» 抜粋文:
上記文案ではメールによる意思表示も可能としていますが、文書による意思表示に限定することも可能です。
第9条(譲渡禁止)
本契約の当事者は、相手方の書面による事前の同意なくして、本契約の契約上の地位又は本契約に基づく権利若しくは義務の全部又は一部を、第三者に対して譲渡、移転、担保権の設定、その他の処分をしてはならないものとする。
【注釈】
どのような契約書にも登場するような一般的な規定ですが、この創業株主間契約においても、契約上の地位を第三者に譲渡することは想定されていませんので、原則禁止としています。
第10条(秘密保持)
甲及び乙は、相手方の書面による事前の承諾なくして、本契約の存在及び内容につき第三者に対して開示してはならないものとする。
【注釈】
具体的なべスティングの内容や、株式の譲渡対価等の情報は、会社や当事者にとってセンシティブ内容ですので、秘密情報としています。
第11条(準拠法及び合意管轄)
本契約の準拠法は日本法とし、本契約に関連して生じた紛争については、会社の本店所在地を管轄する地方裁判所を第一審の専属的合意管轄裁判所とする。

» やるべきこと:
次の1.〜3.の記述が抜粋文と合っているかを、それぞれはい・いいえで答えよ。各答えには、決め手となる抜粋文の語句をそのまま引用して添えること。
1. 第10条で第三者への開示が禁じられているのは、本契約の存在及び内容である。
2. 本契約の準拠法は、会社の本店所在地の法律とされている。
3. 第9条の注釈は、この規定を創業株主間契約に特有のものだとしている。

» 提供された情報:
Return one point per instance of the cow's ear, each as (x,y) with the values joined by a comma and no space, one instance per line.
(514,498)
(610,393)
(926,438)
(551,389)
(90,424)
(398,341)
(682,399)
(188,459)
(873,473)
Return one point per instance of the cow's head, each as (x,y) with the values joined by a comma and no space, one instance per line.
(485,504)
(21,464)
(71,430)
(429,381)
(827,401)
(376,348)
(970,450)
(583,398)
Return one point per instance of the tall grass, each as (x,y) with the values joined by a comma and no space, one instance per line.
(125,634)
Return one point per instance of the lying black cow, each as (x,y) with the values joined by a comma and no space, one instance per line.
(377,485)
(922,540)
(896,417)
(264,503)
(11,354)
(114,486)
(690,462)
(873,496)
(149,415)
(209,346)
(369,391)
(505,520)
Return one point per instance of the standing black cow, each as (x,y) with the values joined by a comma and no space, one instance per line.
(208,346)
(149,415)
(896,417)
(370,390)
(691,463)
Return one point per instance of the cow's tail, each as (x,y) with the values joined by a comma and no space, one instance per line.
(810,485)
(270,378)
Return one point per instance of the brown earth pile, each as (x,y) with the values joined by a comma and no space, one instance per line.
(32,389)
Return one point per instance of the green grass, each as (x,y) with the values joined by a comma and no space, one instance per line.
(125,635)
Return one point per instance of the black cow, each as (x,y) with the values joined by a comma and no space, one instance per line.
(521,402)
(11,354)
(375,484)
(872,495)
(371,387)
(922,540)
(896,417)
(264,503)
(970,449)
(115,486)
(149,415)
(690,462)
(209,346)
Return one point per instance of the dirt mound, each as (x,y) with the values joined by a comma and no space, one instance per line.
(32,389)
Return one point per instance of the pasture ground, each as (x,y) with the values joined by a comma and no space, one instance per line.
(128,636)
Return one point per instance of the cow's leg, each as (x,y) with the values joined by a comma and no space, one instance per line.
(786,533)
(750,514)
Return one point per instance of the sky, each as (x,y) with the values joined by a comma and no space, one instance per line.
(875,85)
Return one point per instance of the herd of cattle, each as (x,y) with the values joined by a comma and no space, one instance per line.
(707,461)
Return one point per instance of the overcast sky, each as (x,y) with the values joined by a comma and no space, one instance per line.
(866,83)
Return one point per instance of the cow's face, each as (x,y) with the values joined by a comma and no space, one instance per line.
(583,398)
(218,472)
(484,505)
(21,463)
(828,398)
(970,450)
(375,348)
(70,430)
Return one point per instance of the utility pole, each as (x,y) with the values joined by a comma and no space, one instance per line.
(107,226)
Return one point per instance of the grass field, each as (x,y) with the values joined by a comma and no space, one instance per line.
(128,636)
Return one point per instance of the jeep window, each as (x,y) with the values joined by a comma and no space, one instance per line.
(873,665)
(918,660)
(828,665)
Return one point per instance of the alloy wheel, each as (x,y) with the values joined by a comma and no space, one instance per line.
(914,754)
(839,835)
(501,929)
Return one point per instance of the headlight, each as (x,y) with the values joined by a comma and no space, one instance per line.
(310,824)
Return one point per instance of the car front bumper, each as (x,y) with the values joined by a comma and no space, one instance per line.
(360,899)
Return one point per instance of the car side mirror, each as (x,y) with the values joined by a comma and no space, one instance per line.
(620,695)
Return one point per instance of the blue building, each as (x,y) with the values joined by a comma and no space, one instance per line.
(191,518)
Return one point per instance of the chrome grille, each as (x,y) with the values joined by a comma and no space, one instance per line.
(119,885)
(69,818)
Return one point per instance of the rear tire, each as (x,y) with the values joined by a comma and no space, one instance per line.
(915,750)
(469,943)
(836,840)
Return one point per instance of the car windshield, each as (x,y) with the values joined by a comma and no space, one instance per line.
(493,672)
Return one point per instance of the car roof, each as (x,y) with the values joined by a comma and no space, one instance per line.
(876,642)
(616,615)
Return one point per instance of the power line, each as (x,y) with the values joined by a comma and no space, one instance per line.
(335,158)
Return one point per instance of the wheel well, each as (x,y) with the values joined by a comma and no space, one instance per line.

» 解答全文:
1. はい：「本契約の存在及び内容につき第三者に対して開示してはならないものとする」
2. いいえ：「本契約の準拠法は日本法とし」
3. いいえ：「どのような契約書にも登場するような一般的な規定ですが」